● **TRY IT**
Each record below should be reproduced as it is written, with pictures left out entirely.

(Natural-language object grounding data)
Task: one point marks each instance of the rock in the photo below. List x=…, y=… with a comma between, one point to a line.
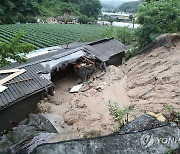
x=71, y=120
x=99, y=88
x=126, y=141
x=81, y=105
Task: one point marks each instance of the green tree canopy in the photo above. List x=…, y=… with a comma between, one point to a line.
x=157, y=17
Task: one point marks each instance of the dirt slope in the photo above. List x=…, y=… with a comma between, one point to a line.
x=153, y=79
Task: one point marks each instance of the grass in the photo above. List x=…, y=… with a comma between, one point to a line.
x=46, y=35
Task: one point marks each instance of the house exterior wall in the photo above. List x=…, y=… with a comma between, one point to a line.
x=18, y=111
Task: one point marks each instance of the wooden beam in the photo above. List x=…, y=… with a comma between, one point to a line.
x=10, y=77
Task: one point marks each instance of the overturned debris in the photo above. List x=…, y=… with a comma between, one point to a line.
x=143, y=135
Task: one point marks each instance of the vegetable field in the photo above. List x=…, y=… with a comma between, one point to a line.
x=46, y=35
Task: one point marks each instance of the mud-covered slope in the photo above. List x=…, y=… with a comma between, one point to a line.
x=153, y=78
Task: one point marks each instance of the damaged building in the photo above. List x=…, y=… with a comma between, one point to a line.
x=22, y=93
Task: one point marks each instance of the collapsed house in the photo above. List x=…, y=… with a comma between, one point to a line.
x=22, y=93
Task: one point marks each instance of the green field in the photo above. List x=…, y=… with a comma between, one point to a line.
x=46, y=35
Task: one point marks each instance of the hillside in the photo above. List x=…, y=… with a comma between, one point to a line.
x=47, y=35
x=148, y=82
x=25, y=11
x=130, y=7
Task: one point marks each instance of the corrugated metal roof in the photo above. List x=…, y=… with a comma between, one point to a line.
x=20, y=90
x=106, y=48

● **REPLY TO THE EXERCISE**
Task: one point marks each instance of the rock in the photo below. List x=…, y=… with a comma between, one point to a line.
x=71, y=120
x=99, y=88
x=126, y=141
x=81, y=105
Task: one point marks each instance of the green tree canopy in the photo above. List x=…, y=… with a comma between, one point to a line.
x=157, y=17
Task: one point marks each instance of the dirt slope in the photo above. List x=…, y=… with a comma between, one point to a line.
x=153, y=79
Task: one point marks each instance of the grass in the photo above. List x=…, y=… with a comma between, one point to a line.
x=46, y=35
Task: one point marks each instance of the house exterior wall in the photo above. List x=…, y=… with a comma between, one point to a line.
x=18, y=111
Task: one point marks each instance of the wooden beam in the photo above. List x=…, y=… with a comma between, one point to a line.
x=10, y=77
Task: one point marks each instance of the overturned debris in the photo above. List x=…, y=… with a comma between, one point to a line.
x=143, y=135
Task: one point marks each instance of the vegetable field in the photo above. List x=…, y=… with a comma between, one point to a line.
x=46, y=35
Task: one point marks each instance of the mud-covered slope in the photo above. List x=…, y=… with a comma between, one point to a line.
x=153, y=78
Task: one point marks each instance of the damaged building in the photo above. List x=…, y=… with a comma between, one point to a line.
x=22, y=93
Task: one point marks each instance of the collapsed house in the photo above. List x=…, y=… with a comma between, one point to a line.
x=22, y=93
Task: one point marks each instance of the green field in the photo above. List x=…, y=… with a comma between, one point to a line.
x=46, y=35
Task: one point marks each instance of the hillside in the photo above. List x=…, y=… with a comma between, one point to a line.
x=47, y=35
x=148, y=82
x=25, y=11
x=130, y=7
Task: one point marks each instance of the corrugated metal roof in the photo above. List x=…, y=… with a comma between, one point to a line.
x=20, y=90
x=106, y=48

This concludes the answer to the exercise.